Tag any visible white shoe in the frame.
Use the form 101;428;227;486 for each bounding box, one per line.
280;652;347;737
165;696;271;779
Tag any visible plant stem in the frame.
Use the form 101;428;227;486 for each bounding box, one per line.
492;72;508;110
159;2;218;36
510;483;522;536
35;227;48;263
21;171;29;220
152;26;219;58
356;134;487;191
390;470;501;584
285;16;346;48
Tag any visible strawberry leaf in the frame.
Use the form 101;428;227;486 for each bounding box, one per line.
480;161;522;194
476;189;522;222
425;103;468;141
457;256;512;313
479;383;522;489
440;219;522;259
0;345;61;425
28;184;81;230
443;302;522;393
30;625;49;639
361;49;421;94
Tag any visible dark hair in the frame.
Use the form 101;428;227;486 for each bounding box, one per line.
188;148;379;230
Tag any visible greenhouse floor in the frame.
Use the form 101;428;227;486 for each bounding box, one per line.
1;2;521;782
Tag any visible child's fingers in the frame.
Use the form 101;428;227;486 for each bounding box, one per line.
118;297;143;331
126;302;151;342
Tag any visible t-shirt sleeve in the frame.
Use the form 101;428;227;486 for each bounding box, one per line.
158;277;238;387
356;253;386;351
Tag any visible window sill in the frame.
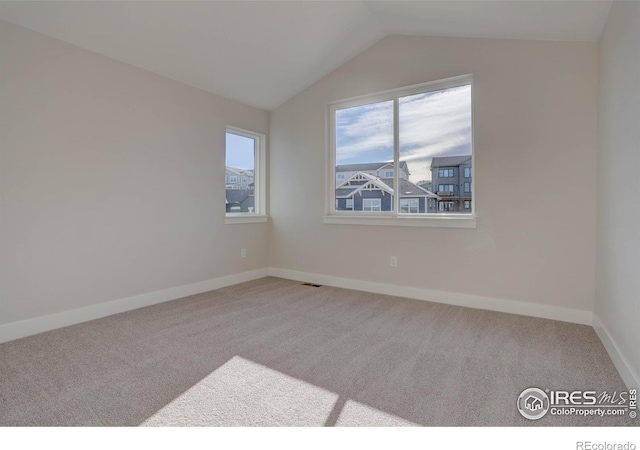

▶ _TASK PROMPT_
Make an exact copy of the lines above, starting at the line that contains "Tag any visible plant stem in the frame." and running through the final line of the entries. Omit the pictures.

▶ _ANSWER SPACE_
Tag any visible plant stem in the frame.
Use the form 101;428;227;486 for each bounding box, one per line.
492;72;508;110
159;2;218;36
510;483;522;536
35;227;48;263
21;171;29;220
152;26;219;58
356;134;487;191
390;470;501;584
285;16;346;48
Tag any visible strawberry leaf in the frame.
Use the form 101;428;227;486 for each bounding box, one per line.
480;161;522;194
476;189;522;222
425;103;468;141
457;256;512;313
479;383;522;489
440;219;522;259
0;345;61;425
28;184;81;230
443;302;522;393
30;625;49;639
361;49;421;94
Tag any visible dark hair in the frame.
Use the form 101;428;227;486 for each bounding box, one per line.
188;148;379;230
Tag any visible greenhouse floor in the frame.
Use the form 101;428;227;486 for each bounding box, one per line.
1;2;521;782
Tag any visible child's fingers in the frame.
Use the form 101;428;227;486 for each bounding box, one per line.
118;297;143;331
126;302;151;342
Tag any visible t-shirt sleeve in the frame.
Use the form 101;428;227;486 for each bounding box, one per line.
158;277;238;387
356;253;386;351
Tag any visible window sill in the frame.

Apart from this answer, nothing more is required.